→ Document segment
++++++++++++++++++++
A company with multiple directors operates under the assumption that all directors are to act within their fiduciary duties to one another. That is to act in the best interests of the company, avoid conflicts of interest, act in good faith, use their powers for proper purposes and act with reasonable care and diligence.
Where a director effectively defaults from these duties, whether conscious or unconsciously, by attempting to bind the company to a transaction, agreement or assignment, that the remaining directors do not agree with or condone, you may be concerned as to whether or not your company is effectively bound by a single director.
What are the typical requirements for documents to be ratified by a company?
As per section 127 of the Corporations Act 2001 (‘the Act’) the typical process for the execution of documents by a company, with or without the common seal, require that the document must be signed by:
- Two directors of the company;
- A director and a company secretary of the company, or;
- In the case of a proprietary company in which there is a sole director who also acts as secretary for the company, then that director can execute a contract alone.
However, section 126 of the Act, clarifies that where an individual, director or otherwise, is acting on the company’s express or implied authority, the formalities above may be discharged and the contract can be ratified without a common seal and without the signature of other directors or secretaries.
What qualifies as express or implied authority?
- Express authority, as implied by its name, is authority which is given directly and clearly often by written authority. This may be in the form of an email, company constitution or otherwise.
++++++++++++++++++++
→ Recorded data
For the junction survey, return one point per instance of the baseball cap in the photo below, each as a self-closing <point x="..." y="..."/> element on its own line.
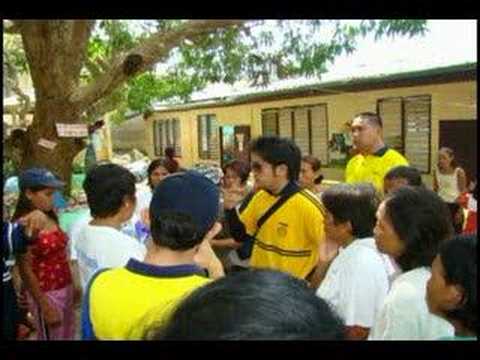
++++++++++++++++++++
Please condense the paragraph beginning "A company with multiple directors" in the piece on director authority into a brief list that keeps its main facts. This data comes from a separate source.

→ Exercise answer
- In a company with multiple directors, all directors are assumed to act within their fiduciary duties to one another.
- These duties are:
  - act in the company's best interests
  - avoid conflicts of interest
  - act in good faith
  - use their powers for proper purposes
  - act with reasonable care and diligence